**EXTRAIT DU TEXTE**
***

Comme on le voit la situation extrême, dans le cas des patients que je reçois est sous tendue par
« l’histoire traumatique ». La torture au sens large (incluant les mutilations sexuelles et les mariages
forcés etc.) a, on s’en doute, des impacts redoutables, déflagrants et multiples.
Les conséquences du traumatismes majeur se font sentir à différents niveaux dans le cadre d’une
prise en soins :
→sur le thérapeute : L’histoire traumatique des personnes réfugiées confronte les professionnels à
des souffrances vécues intenses mais aussi aux logiques terrifiantes de certaines volontés de
puissance. Le caractère inouï, totalitaire, pervers de ces entreprises de destruction peut avoir un effet
de sidération sur l’intervenant qui peut le priver de ses réflexes professionnels. L’horreur peut amener
à des réactions qui « pavées de bonnes intentions » peuvent avoir des effets catastrophiques.
Pour cette raison, il est nécessaire de prendre conscience et connaissance de ces logiques, de ce
former. Certes pas pour « s’endurcir » mais plutôt pour éviter un dommageable déplacement de l’effroi
vers les intervenants.
C’est la volonté de puissance et de destruction d’autrui qui sont terrifiantes, et non les victimes.
→sur le cadre familial.
-L’exil est aussi un des facteur majeur qui guide la thérapie, il ne faut jamais perdre de vue que ces
familles viennent d’un autre monde que le nôtre, différences d’habitudes dites culturelles ; de liberté
de hiérarchie familiale, mais surtout la dictature d’un régime totalitaire induit très souvent des
comportements totalitaires sur le système familial. Il apprend que celui qui crie le plus fort est celui qui
gagne… qu’il faut être violent brutal, armé pour être « protégé » ou « tout puissant ». c’est bien cette
« toute puissance » que peut revivre le patient face à un intervenant « qui sait » ; et lui faire croire que
plus rien ne changera jamais dorénavant.
À l’inverse le système totalitaire n’apprend pas, par exemple, que l’on ne va en prison (normalement)
que si l’on a commis un acte répréhensible, contraire à la Loi… je me souviens de ce père iranien,
incarcéré et torturé à la prison de Téhéran, peu après la « Révolution des Mollahs » qui ne pouvait, du
fait de ses humiliations parler de son incarcération, fait l’impasse sur cette période d’absence. Le fils
apprend arrivé en France que les criminels, les voleurs vont en prison mais pas ceux qui commettent
le délit de penser autrement que le bon président ! donc ipso facto ils deviennent, se vivent et sont
donc vécus comme des enfants de taulards… Ce système fonctionne bien à tous les échelons…
Ayant été reçu par le chargé du mécénat d’une très grande entreprise française à qui j’exposais le but
de notre travail, après un moment ce personnage attentif devait résumer « si je comprends bien vos
patients sont des communistes qui n’ont pas su la fermer… » il est évident que loin de faire parler, la
torture fait taire et la dictature empêche de penser !

***

(Entrées enregistrées)
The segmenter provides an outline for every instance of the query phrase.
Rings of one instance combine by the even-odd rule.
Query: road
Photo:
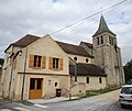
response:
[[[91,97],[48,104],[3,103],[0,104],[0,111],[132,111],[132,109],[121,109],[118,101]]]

***

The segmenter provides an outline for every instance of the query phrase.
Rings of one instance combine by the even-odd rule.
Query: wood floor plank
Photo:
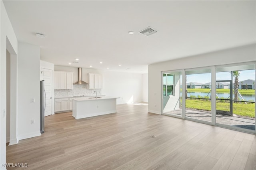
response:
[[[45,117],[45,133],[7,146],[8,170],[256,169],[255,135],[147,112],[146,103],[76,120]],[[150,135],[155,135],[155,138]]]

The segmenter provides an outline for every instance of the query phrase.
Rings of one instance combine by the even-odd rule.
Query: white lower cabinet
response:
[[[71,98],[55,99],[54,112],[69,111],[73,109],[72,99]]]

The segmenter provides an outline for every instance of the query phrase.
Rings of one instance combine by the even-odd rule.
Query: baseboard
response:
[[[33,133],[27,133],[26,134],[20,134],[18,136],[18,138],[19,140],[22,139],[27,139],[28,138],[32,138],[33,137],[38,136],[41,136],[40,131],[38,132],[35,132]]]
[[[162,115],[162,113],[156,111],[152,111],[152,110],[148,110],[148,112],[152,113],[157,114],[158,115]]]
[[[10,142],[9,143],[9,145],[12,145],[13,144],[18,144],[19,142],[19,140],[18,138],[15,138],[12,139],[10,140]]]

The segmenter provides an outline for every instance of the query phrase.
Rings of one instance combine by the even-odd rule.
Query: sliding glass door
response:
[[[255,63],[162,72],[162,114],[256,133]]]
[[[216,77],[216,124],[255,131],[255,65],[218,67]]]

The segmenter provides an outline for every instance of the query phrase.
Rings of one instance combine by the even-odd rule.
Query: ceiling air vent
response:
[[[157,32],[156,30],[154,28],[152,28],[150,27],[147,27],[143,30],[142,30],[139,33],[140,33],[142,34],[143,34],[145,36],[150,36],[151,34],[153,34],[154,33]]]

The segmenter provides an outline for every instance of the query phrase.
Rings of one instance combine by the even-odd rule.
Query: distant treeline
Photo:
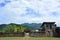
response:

***

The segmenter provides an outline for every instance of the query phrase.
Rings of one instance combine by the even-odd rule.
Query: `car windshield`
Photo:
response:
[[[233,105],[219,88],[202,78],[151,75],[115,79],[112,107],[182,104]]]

***

**TRAVAIL DEMANDÉ**
a) D'après l'extrait, qu'est-ce qui est terrifiant, au lieu des victimes ?
b) Modifiez le passage de l'extrait qui va de « -L’exil est aussi » jusqu'à « changera jamais dorénavant. » inclus, en remplaçant « thérapie » par « prise en soins ».
c) Résumez en deux phrases au plus le paragraphe de l'extrait qui commence par « Ayant été reçu par le chargé du mécénat », en gardant ses faits principaux.
Servez-vous uniquement de l'extrait pour répondre.

**RÉPONSES ATTENDUES**
a) La volonté de puissance et de destruction d'autrui.

b)
-L’exil est aussi un des facteur majeur qui guide la prise en soins, il ne faut jamais perdre de vue que ces
familles viennent d’un autre monde que le nôtre, différences d’habitudes dites culturelles ; de liberté
de hiérarchie familiale, mais surtout la dictature d’un régime totalitaire induit très souvent des
comportements totalitaires sur le système familial. Il apprend que celui qui crie le plus fort est celui qui
gagne… qu’il faut être violent brutal, armé pour être « protégé » ou « tout puissant ». c’est bien cette
« toute puissance » que peut revivre le patient face à un intervenant « qui sait » ; et lui faire croire que
plus rien ne changera jamais dorénavant.

c) Lors d'une rencontre avec le chargé du mécénat d'une très grande entreprise française, à qui le but du travail était présenté, cet interlocuteur a conclu que les patients étaient « des communistes qui n'ont pas su la fermer ». Or la torture, loin de faire parler, fait taire, et la dictature empêche de penser.